=== Assignment ===
Type out the entries again, matching each one exactly.

=== Record excerpts ===
····················

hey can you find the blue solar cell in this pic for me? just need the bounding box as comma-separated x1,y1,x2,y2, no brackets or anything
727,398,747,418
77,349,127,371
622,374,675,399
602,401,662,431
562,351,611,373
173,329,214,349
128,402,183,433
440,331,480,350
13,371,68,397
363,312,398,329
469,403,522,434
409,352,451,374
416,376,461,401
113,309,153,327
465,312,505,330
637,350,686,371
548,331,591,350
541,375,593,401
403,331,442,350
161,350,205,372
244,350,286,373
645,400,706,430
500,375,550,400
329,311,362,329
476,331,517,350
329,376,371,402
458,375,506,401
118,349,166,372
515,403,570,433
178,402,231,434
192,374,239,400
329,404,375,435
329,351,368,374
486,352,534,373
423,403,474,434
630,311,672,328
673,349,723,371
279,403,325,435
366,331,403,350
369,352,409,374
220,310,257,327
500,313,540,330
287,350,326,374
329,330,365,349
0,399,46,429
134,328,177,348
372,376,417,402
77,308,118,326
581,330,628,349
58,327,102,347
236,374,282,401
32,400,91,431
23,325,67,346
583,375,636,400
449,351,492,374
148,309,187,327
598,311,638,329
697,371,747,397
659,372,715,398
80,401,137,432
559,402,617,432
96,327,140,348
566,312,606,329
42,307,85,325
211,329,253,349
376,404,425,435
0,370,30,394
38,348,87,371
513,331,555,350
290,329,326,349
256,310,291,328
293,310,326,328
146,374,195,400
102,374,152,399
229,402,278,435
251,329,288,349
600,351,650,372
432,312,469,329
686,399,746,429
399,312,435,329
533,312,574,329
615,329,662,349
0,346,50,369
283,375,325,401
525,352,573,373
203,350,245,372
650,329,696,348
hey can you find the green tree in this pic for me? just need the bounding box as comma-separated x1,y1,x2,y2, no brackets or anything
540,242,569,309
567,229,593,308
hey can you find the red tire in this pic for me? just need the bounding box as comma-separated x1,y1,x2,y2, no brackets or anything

····················

=== Response ===
hey can you find the blue solar cell in this pic for me? just need the bounding box as comma-separated x1,y1,x2,y2, no brackets or anything
727,398,747,418
77,349,127,371
622,374,675,399
602,401,662,431
562,351,611,373
173,329,214,349
128,402,183,433
440,331,480,350
13,371,68,397
363,312,398,329
469,403,522,434
409,352,451,374
416,376,461,401
113,309,153,327
465,312,505,330
637,350,686,371
548,331,591,350
541,375,593,401
403,331,442,350
161,350,205,372
244,350,286,373
645,400,706,430
500,375,550,400
329,311,362,329
476,331,517,350
329,376,371,402
458,375,506,401
118,349,166,372
515,403,570,433
178,402,231,434
192,374,239,400
329,404,375,435
329,351,368,374
486,352,534,373
423,403,474,434
630,311,672,328
673,349,723,371
279,403,325,435
366,331,403,350
369,352,409,374
220,310,257,327
500,313,540,330
287,350,326,374
329,330,365,349
0,399,46,429
134,328,177,348
372,376,417,402
77,308,118,326
581,330,628,349
58,327,102,347
236,374,282,401
32,400,91,431
23,325,67,346
583,375,636,400
449,351,492,374
148,309,187,327
598,311,638,329
697,371,747,397
659,372,715,398
80,401,137,432
559,402,617,432
96,327,140,348
566,312,606,329
42,307,85,325
211,329,253,349
376,404,425,435
0,370,30,394
38,348,87,371
513,331,555,350
290,329,326,349
256,310,291,328
293,310,326,328
146,374,195,400
102,374,152,399
229,402,278,435
251,329,288,349
600,351,650,372
432,312,469,329
686,399,746,429
399,312,435,329
533,312,574,329
615,329,662,349
0,346,50,369
283,375,325,401
525,352,573,373
203,350,245,372
650,329,696,348
hey can you find the green tree in this pic for me? just need the bounding box as comma-separated x1,y1,x2,y2, no brackets or anything
540,242,569,309
567,229,593,308
hey can you find the red tire in this pic for me? just need the bounding box as comma-separated x1,y1,x2,y2, no brackets or anything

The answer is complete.